▶ WHAT YOU NEED TO DO
Starting at the line that contains "of the eyebrow", print every remaining line of the entries, unchanged, and output nothing more.

Location labeling records:
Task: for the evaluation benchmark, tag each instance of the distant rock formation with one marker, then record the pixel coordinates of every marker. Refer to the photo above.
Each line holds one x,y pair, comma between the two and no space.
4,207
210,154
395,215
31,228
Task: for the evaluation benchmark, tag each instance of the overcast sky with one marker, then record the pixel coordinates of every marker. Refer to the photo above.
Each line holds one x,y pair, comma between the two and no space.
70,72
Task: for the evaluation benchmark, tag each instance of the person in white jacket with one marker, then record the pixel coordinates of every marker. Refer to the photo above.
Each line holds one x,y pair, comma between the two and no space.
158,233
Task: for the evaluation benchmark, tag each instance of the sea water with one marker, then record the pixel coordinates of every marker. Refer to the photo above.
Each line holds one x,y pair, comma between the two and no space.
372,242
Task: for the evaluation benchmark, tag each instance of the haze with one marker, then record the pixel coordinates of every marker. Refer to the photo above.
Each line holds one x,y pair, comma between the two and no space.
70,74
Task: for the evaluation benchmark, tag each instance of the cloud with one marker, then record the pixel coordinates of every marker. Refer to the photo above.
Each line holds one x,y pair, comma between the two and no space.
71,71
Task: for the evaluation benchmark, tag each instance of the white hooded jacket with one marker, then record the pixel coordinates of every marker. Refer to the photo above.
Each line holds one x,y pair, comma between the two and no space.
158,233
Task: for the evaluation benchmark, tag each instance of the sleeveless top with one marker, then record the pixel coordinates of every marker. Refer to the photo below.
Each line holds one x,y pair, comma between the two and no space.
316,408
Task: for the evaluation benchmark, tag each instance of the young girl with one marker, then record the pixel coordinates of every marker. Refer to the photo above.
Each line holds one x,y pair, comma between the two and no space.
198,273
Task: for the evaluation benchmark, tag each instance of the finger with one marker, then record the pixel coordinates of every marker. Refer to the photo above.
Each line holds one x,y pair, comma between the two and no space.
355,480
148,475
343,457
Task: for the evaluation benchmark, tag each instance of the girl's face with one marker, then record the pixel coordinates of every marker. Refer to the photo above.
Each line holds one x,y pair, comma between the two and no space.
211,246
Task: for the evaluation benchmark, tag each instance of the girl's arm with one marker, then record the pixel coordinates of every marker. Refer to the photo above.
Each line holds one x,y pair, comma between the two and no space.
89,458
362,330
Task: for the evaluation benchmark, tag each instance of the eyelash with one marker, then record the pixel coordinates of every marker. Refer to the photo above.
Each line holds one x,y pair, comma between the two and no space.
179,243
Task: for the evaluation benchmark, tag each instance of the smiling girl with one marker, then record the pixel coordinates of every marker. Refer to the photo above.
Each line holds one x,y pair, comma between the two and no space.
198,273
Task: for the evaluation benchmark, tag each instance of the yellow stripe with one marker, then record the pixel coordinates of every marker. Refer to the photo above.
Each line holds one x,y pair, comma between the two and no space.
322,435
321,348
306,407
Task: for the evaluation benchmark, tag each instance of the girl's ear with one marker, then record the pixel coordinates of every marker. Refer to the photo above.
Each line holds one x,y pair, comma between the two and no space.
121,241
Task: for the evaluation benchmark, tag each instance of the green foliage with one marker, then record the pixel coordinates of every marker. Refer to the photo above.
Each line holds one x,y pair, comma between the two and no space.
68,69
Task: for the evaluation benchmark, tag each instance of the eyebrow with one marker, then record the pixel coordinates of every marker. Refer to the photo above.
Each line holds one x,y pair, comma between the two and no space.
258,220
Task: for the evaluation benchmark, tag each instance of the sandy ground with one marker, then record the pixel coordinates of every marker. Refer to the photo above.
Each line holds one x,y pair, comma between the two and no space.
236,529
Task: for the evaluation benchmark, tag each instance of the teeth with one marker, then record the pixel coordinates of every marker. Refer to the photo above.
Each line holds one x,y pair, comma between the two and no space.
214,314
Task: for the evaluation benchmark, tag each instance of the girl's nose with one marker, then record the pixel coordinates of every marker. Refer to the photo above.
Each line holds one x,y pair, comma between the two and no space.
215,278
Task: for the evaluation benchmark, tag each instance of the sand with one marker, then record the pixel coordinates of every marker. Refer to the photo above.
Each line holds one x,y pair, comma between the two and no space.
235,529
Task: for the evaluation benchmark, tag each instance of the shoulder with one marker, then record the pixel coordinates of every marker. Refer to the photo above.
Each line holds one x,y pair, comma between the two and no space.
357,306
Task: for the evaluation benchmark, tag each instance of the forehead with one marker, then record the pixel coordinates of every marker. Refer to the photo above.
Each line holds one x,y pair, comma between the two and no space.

▶ EXERCISE RESULT
Task: for the evaluation benchmark, tag each instance of the eyebrow with one marker, then record the pixel coordinates of every marker. Refer to the photo above.
Each line holds one x,y pair, comma between the two and no space.
258,220
Task: for the evaluation benchmark, tag each instance of the sandy ground with one marker, then record the pixel coordinates of every marker. Refer to the photo above.
Each line holds one x,y pair, comma between the two and no space.
236,529
Task: for the evaluation benchmark, tag each instance of the teeth with one marker, then record the pixel coordinates of every marker. Refer to the photo above.
Each line holds one x,y pair, comma between the two and no space.
214,314
Task: for the evaluation benchmark, tag each instance of the girl's nose with one marker, then record the pixel coordinates of every marker. Refer to the photo above.
Each line holds one x,y pair, comma between the two and no space.
215,278
Task: for the evaluation benchmark, tag each instance of the sand with one marker, then record the pixel coordinates of every marker. Refer to the photo above.
Each line holds one x,y pair, comma between the two and no space.
235,529
Task: for the evaluation benchmark, tag each instance of the shoulder with one marker, then record the pixel coordinates of every marker. Refer to the photo above.
Each line holds one x,y pair, comma between the two and no space.
357,306
Task: for the evaluation benchmark, tag each instance of the forehead with one marker, then record the pixel coordinates of every marker. Refer to the photo above.
Each line holds one x,y pair, comma between the two and no space.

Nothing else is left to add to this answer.